# SharedPreferences für User-Session



## jemand (8. Sep 2020)

Man kann ja die SharedPreferences in einer Android-App nutzen, um nach einem Login den Nutzernamen in einer Datei zu speichern, sodass man bei den weiteren Activities und nach einem Neustart der App sich nicht erneut anmelden muss.

Aber was genau soll man in diese Datei hinterlegen? Nur den Nutzernamen? Aber das kann man doch nicht tun. Da kann man ja den Nutzernamen in der Datei ändern und sich einfach als jemand Anderes ausgeben. Das Passwort möchte man natürlich auch nicht im Klartext dort abspeichern.


----------



## kneitzel (8. Sep 2020)

Mir ist das Szenario jetzt erst einmal nicht bekannt, das Du abdecken willst.

Generell bist Du auf einem Android System mit einem User unterwegs. Damit speichert Deine App Daten, die der Benutzer eingegeben hat. Dies kann er natürlich auch jederzeit ändern. Die Änderung eines gespeicherten Wertes ist ja erst einmal rein lokal auf dem Gerät. Und der Anwender kann da ja angeben, was er will.

Ein Login selbst erfolgt ja auf einem anderen System. Wenn der Benutzer sich authentifiziert gegenüber einem Dritten, dann kannst Du das natürlich auch speichern. Eine Änderung der Daten sorgt aber dann dafür, dass die Authentifizierung beim nächsten Mal nicht mehr klappt. Also spielen wir das einmal durch: Meine App macht ein Login hier am Forum. "JustNobody" als User mit meinem Passwort wird dann gespeichert. Wenn ich jetzt in der Datei "JustNobody" durch "jemand" ersetze, werde ich nicht hier im Forum zu Dir, sondern beim nächsten Zugriff wird der Zugriff fehlschlagen (So wir nicht durch Zufall das gleiche Passwort haben).

Generell ist das Speichern von Passwörtern aber eine ganz schlechte Praxis. Man kann sich da mal anschauen, wie das Identity Systeme machen (Also z.B. Anmeldung über Google, Facebook, FireBase, .....). Bei Facebook und Google ist es z.B so, dass die Authentifizierung direkt an den Servern erfolgt und Deine App Login/Passwort nicht einmal mitbekommt. Die leiten also dein Request an eine URL weiter und wenn die Authentifizierung (Nutzer hat sich angemeldet) und Autorisierung (Nutzer hat Zugriff gestattet) dann erfolgreich war, dann wird sozusagen ein Token gespeichert und die App meldet sich dann nur noch mit eigener App-Id und dem vergebenen Token an.

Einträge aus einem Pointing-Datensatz
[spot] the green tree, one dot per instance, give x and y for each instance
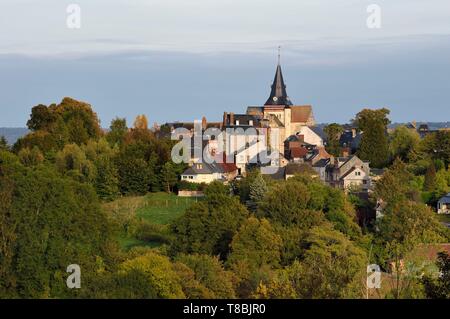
(31, 157)
(439, 288)
(41, 118)
(430, 178)
(403, 143)
(48, 223)
(255, 251)
(333, 132)
(332, 267)
(208, 227)
(3, 144)
(210, 273)
(107, 179)
(117, 132)
(72, 161)
(374, 145)
(169, 176)
(149, 276)
(258, 189)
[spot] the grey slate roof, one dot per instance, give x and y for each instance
(445, 199)
(278, 94)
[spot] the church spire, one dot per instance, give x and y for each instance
(278, 94)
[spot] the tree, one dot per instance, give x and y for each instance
(256, 243)
(31, 157)
(374, 145)
(169, 176)
(134, 176)
(107, 180)
(333, 132)
(3, 144)
(436, 145)
(48, 222)
(255, 251)
(396, 184)
(141, 122)
(210, 273)
(410, 223)
(430, 178)
(403, 143)
(439, 288)
(117, 132)
(332, 267)
(208, 227)
(41, 118)
(258, 189)
(72, 161)
(149, 276)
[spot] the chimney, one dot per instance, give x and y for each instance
(345, 152)
(204, 123)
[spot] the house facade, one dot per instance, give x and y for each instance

■ **Aufgaben**
A: Welche Identity-Systeme nennt der Thread zu SharedPreferences als Beispiele?
B: Stimmen diese Aussagen mit dem Thread zu SharedPreferences überein? (i) Laut kneitzel ist das Speichern von Passwörtern eine schlechte Praxis. (ii) Bei Facebook und Google erhält die App Login und Passwort des Nutzers. (iii) Wer in der Datei „JustNobody“ durch „jemand“ ersetzt, wird im Forum zu diesem anderen Nutzer.
C: Gib den Abschnitt aus dem Thread zu SharedPreferences wortgetreu aus, von "## jemand (8." bis einschließlich "Klartext dort abspeichern.".

■ **Lösungen**
A: Google, Facebook, FireBase

B:
(i) Ja: „Generell ist das Speichern von Passwörtern aber eine ganz schlechte Praxis.“
(ii) Nein: „dass die Authentifizierung direkt an den Servern erfolgt und Deine App Login/Passwort nicht einmal mitbekommt“
(iii) Nein: „werde ich nicht hier im Forum zu Dir, sondern beim nächsten Zugriff wird der Zugriff fehlschlagen“

C:
## jemand (8. Sep 2020)

Man kann ja die SharedPreferences in einer Android-App nutzen, um nach einem Login den Nutzernamen in einer Datei zu speichern, sodass man bei den weiteren Activities und nach einem Neustart der App sich nicht erneut anmelden muss.

Aber was genau soll man in diese Datei hinterlegen? Nur den Nutzernamen? Aber das kann man doch nicht tun. Da kann man ja den Nutzernamen in der Datei ändern und sich einfach als jemand Anderes ausgeben. Das Passwort möchte man natürlich auch nicht im Klartext dort abspeichern.